# start of Material to process
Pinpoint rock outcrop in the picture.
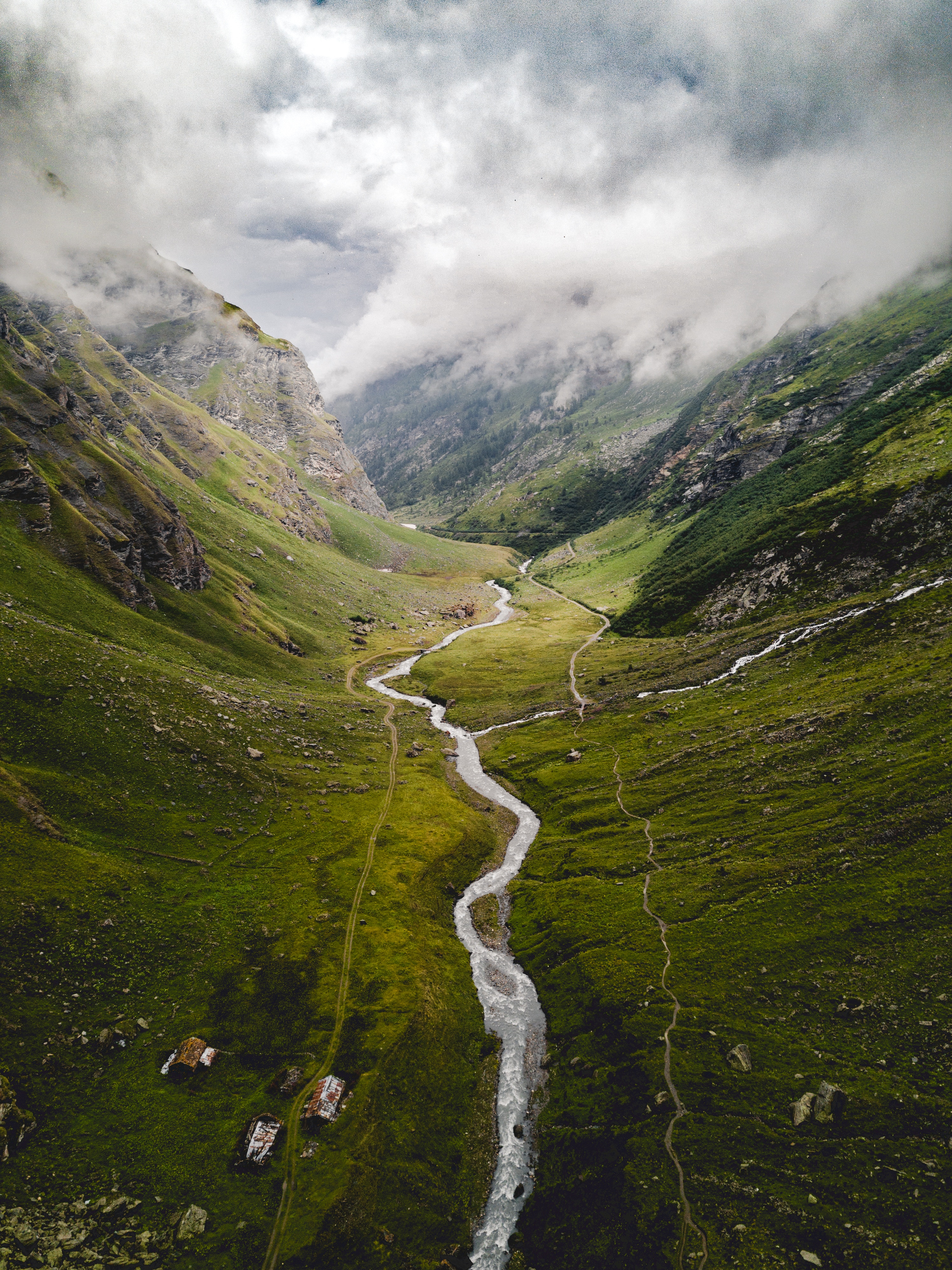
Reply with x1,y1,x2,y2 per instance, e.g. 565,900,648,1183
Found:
0,1073,37,1161
727,1041,754,1072
75,253,388,518
0,286,211,608
791,1081,846,1125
# end of Material to process
* **Task requirements**: Pick out each of the lines above that contains the word "rock".

* **Reply to the exercise**:
Pinpoint rock outcrop in the picture.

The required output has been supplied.